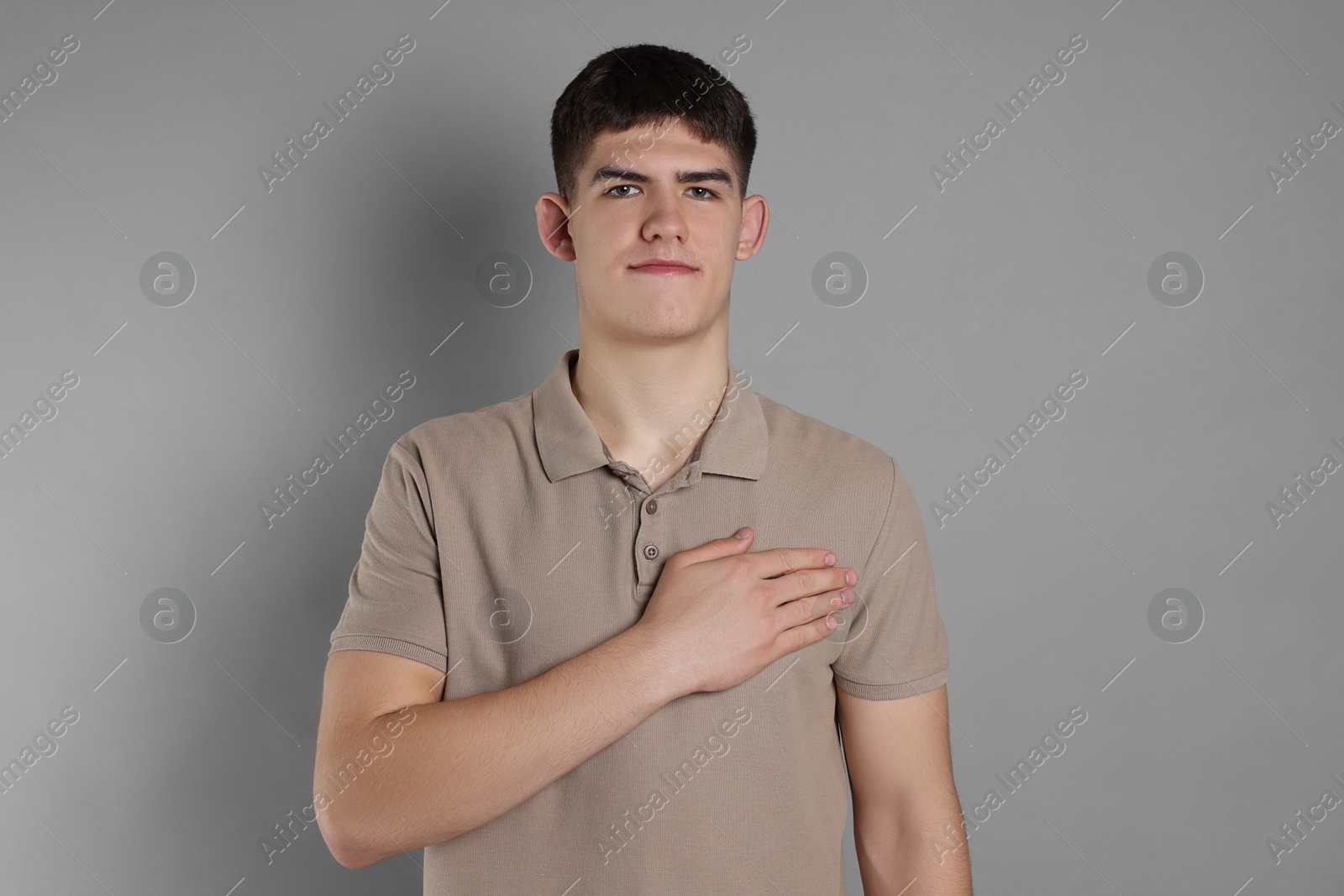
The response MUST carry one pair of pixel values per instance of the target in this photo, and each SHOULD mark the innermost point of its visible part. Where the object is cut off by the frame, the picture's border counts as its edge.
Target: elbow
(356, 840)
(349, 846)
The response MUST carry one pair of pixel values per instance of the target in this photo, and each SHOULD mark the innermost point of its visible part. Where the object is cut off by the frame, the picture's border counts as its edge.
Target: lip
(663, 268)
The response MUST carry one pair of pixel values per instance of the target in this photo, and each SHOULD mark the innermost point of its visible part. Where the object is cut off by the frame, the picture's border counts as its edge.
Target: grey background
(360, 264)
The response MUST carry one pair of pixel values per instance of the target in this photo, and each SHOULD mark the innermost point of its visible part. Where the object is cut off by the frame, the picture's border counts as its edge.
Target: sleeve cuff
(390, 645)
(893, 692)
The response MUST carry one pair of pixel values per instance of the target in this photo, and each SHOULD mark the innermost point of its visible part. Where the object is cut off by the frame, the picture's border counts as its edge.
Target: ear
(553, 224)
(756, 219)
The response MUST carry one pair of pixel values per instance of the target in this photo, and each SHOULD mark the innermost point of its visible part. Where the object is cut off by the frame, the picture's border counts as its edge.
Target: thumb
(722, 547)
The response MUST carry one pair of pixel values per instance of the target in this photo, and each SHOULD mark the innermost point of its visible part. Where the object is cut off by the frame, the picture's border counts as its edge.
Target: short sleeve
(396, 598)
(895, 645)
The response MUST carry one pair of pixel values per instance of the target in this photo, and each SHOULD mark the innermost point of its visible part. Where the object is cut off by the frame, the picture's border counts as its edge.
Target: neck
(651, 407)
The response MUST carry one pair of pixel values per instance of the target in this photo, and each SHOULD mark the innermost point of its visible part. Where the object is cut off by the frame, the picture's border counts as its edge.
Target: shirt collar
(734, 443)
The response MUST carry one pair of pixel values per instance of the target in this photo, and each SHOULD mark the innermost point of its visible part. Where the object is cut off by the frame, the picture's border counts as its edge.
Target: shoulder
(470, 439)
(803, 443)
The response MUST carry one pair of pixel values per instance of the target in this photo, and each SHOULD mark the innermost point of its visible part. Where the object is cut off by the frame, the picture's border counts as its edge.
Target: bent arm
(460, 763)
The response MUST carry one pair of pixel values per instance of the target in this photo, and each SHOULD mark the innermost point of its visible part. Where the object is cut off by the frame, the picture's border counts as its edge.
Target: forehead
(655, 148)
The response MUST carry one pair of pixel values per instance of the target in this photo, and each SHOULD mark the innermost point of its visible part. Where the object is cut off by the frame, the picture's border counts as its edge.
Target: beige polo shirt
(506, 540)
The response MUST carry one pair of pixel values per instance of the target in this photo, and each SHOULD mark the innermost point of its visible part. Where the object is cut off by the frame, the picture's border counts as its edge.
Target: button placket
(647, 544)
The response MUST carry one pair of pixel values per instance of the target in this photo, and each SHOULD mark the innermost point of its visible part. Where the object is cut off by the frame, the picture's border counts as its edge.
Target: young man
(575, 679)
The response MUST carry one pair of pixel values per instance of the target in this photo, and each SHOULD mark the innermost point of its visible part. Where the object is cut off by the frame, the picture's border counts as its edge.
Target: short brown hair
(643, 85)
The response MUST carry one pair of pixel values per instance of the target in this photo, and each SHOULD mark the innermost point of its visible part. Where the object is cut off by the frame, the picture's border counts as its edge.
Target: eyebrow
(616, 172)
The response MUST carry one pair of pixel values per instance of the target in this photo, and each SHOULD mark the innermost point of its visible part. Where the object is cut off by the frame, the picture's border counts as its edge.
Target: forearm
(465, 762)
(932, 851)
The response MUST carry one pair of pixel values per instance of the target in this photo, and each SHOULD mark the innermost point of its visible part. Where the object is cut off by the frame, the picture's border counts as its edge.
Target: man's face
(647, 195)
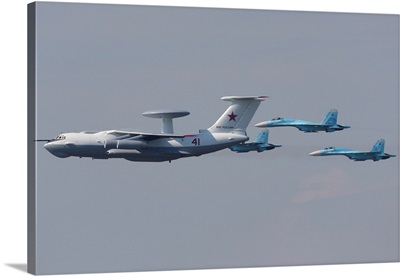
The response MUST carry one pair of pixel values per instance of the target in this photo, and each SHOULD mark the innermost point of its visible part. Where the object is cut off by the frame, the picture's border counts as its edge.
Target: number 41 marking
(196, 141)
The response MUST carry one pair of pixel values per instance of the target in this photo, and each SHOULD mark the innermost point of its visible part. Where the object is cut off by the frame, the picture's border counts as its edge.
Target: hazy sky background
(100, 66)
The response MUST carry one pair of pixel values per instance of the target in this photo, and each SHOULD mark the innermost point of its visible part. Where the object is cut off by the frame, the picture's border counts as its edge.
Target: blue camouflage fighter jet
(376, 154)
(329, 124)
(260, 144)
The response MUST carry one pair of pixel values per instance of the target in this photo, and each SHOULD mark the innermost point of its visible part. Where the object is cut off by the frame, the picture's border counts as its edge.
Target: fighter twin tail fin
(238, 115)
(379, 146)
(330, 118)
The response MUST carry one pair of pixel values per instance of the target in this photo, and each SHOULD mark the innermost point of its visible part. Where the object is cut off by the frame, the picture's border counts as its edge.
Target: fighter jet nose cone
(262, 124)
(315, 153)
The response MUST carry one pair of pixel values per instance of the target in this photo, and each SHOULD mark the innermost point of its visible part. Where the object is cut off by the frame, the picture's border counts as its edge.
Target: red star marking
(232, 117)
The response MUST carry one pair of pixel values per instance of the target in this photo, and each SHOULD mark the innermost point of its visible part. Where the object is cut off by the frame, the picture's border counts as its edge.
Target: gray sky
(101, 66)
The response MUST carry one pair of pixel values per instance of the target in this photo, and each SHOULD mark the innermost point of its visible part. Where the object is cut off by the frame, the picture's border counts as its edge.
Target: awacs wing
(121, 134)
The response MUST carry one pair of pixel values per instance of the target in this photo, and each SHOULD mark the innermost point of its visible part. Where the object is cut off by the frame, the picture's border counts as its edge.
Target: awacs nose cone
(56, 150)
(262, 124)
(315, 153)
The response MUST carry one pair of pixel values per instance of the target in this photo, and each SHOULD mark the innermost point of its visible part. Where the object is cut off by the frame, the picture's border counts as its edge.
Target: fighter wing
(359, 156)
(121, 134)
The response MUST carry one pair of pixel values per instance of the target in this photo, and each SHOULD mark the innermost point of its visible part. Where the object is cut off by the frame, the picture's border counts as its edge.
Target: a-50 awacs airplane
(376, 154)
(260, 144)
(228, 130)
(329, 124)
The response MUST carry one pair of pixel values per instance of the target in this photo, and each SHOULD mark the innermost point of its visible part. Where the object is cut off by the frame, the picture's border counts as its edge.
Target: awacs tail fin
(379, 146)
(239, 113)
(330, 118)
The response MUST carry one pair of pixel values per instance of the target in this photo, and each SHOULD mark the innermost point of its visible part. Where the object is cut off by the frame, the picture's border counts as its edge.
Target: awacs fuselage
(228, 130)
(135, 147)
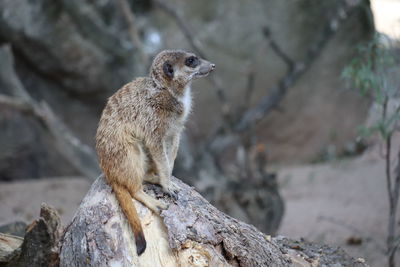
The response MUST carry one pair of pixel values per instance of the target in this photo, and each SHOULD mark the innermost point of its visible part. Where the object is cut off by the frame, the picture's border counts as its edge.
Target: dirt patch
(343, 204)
+++
### PROBLEM REQUIREMENTS
Please repeat the records above word for word, and do not include the pictures.

### FINISHED TASK
The response MUST carry one pair of pixel values per instance of the target in this photo, and each SHOULD mark the innermost point of its visible part. Where the object is cut off by the frame, the picture's border counts as its edge.
Target: elbow
(356, 840)
(349, 846)
The response MUST carry one pair of pixel values per instance of the target in this photo, and each SHOULD mark the innermost point of its visible part. Where the object is cut off by the frame, the picture's border counts as its edge.
Target: lip
(663, 268)
The response MUST carry one pair of pixel values per instance of the target in this photo, and each SHOULD mark the innermost point of its visible part. Where the object is cut off by the frame, the picture's border counts as its edge.
Target: grey background
(360, 264)
The response MUST carry one pair of pixel values per instance of the target in this photo, and each SHOULD mark the innermost point of its visible part. Where the object is cut off by the frame, the picture's border counts as its edge.
Target: sleeve cuff
(390, 645)
(893, 692)
The response MUST carry one pair of pixel values per instance of the target in this photo, and each SHOULD mark the innermost point of its visible part. Where the object is cut off by the frame, the picture's border counts as its edge.
Target: ear
(553, 224)
(756, 219)
The response MUST carry one pair of pixel values per instance of the target in this photo, and each SHOULD mark the innermost point of its visible part. Where the object is cut off by the frame, the picture's border counts as its edge.
Target: thumb
(722, 547)
The response MUST carry one pair of pixel values per instance of the target in this photo, and each SHOULD mark the innermost point of its visible part. Where the object is cut off by the frame, the picture's border counts as its edge.
Target: short sleeve
(396, 598)
(895, 645)
The response MUST carry one pair of pixel values per instance of the target in this photo, and each SHOULD mark the innermost point of its visible part. Where the object is cut off by the frame, the picture's border counts as its edge.
Target: neck
(651, 407)
The response MUST carry one pair of pixel values per instance of the target in this photo, and each SHOULD mark the innermost point of its visible part. Where the object is cut off by the frame, the picture's border counts as its edge.
Target: shirt collar
(734, 443)
The response MUST carry one pair of pixel values per instance of the target in this photo, and each SHOULD mark the innermost point of its visible part. Where the object is cut off by the frame, the picture's border counts as its edge.
Target: shoulder
(470, 439)
(803, 443)
The response MUST carry one pair of pixel values per instance of the target in this photo, and each SHOULD mark the innermost point of its visible part. Where the object is cut off by the frame, the picture's border counts as its edge.
Target: bent arm
(460, 763)
The response MUST carry one pair of pixel values per instance of the target in this photo, and each SHOULD mark the innermost point of its visible part. Where the object is cut off by the frame, the picture's border counts as its edge.
Target: forehead
(655, 148)
The response MUST carry one pair of pixel values per instance of the target in this photo, and each SHOULD mark the innermost point of its visible part. Where the object is cut off by the frame, the picture's border counts as its edge.
Target: beige polo shirt
(506, 540)
The response MUST carry one pair of pixel values per instance of the target in this photo, and each SHOULD mark the innermost point of its visible part. Where the object is cut off by the frame, the picture's border counts as its edge.
Target: button placket
(647, 544)
The response MUST carry one pair of pixel values per instance of the target in this photo, and each SHOULD mark the innermost point of its visible part. Where the object is cut off by the frame, the picture's border counts as its edge.
Target: young man
(575, 679)
The response MUST carry one pair of pixel values per instance of the target in this photo, and each SHOULD mark the innermost point of its visible part. Where the object is cut off by the frame, the picture's border counts as its edge.
Target: short brown hair
(643, 85)
The response MUST carry one pair of pixel values per instance of the target in this photo, and each SHOULD mark the innermost point of its visible part. Where the object is cut off by the frame, the picture's border counts as its edge.
Target: eyebrow
(616, 172)
The response MUST carry one pair of pixel values per instance of the target in this photo, and each SHOULD mark the innermost point of its visible part. Where the object is cut off by the frame, the picture's border counts as its edge.
Target: forearm
(465, 762)
(932, 851)
The response MUST carry one pair of pixel values per instance of the target in this photo, and each SHOULD mark the innermost point of its visible part. Where the object is cut off by the frame, the picture's border counts as its edge.
Target: man's face
(647, 195)
The response MUST carry one pair of pixel values per instance of the target in this photo, and each SHOULD mark the innermost point of its visible part. Where the object is cut off by the frame, the picture's border counts as its edge.
Target: number 41 marking
(196, 141)
The response MUST carry one pair of pixel values per instance of the target in this photo, and each SHOULD mark the innermost point of its visible part. Where the object is cut off by the frame, the picture's border counts as its edge.
Target: hazy sky background
(100, 66)
The response MUST carry one pair of pixel values per instance of the target in this photo, and each SHOULD mark the innermost point of its visible part. Where the object is cut off by the frame, the picture's border counts as its edge.
Target: blue camouflage fighter jet
(376, 154)
(329, 124)
(260, 144)
The response MUST carry one pair of pixel values per instance of the target in this photo, and each SHOULD mark the innermost point of its visible part. Where the object is cut off by the frame, the picture's border counts as its edge.
Target: fighter twin tail fin
(238, 115)
(379, 146)
(330, 118)
The response MUST carry one pair of pixel values per instance of the target in this photo, and each SHOULD mark the innermost point of its visible part. Where the object is cut off by the frame, the picture's border counts as its edge.
Target: fighter jet nose cone
(262, 124)
(315, 153)
The response MUST carry one pair of pixel values per instance of the target in this photo, and each SHOULD mark the innermost point of its visible part. Where the object is cut off by the frame, the picture's border counts as its edge.
Target: red star marking
(232, 117)
The response MUST carry one pair of pixel values per instance of the target in this photo, and each SHOULD mark the innermost point of its visible part. Where the object is cut off by the frame, the picture's border counts as its edge.
Target: gray sky
(101, 66)
The response MUST carry one pair of pixel values per instance of the target in this photo, and each SHOULD mark the innermost point of its visible part. Where the object is cut off by the frame, the picture's border counts as its edge.
Target: awacs wing
(121, 134)
The response MUST carry one pair of pixel values per instance of the target in this photo, and each SHOULD mark the innermost point of its visible part. Where the object is cut off by the frame, the picture's border counts as its edge.
Target: awacs nose cone
(56, 150)
(262, 124)
(315, 153)
The response MUST carry one pair of pixel values per instance of the target in this photo, and each SHOULD mark the innermost point of its visible part. Where the object is cut off by the frame, the picture's border counts as its edge.
Target: fighter wing
(359, 156)
(121, 134)
The response MUST carry one pair of pixel values per instance of the target in this photo, and each SHOULD mark the innermost point of its visible part. Where the object is cut off by the frame, the picture's border counts as its edge.
Target: a-50 awacs airplane
(376, 154)
(260, 144)
(228, 130)
(329, 124)
The response MUST carry one pair of pixel values per instance of the target in this photo, and each SHOULD mark the innermost point of its visible part. Where the object is cut off by the frame, the picture's border counts as its edge.
Target: awacs tail fin
(379, 146)
(239, 113)
(330, 118)
The response MUST carry one pair of pixel values per instance of the target in this photo, and each SHOULD mark the innermost point of its visible part. Where the object is cut off by the frame, the picture's border counts as its edge.
Target: awacs fuselage
(228, 130)
(135, 147)
The response MUST carry one pair of pixel values per instance of the target in this photo, and each SHOULD mark the innermost point of its visible part. Where the object is cut off by the frame, the picture's border counts as its edge.
Target: dirt patch
(343, 204)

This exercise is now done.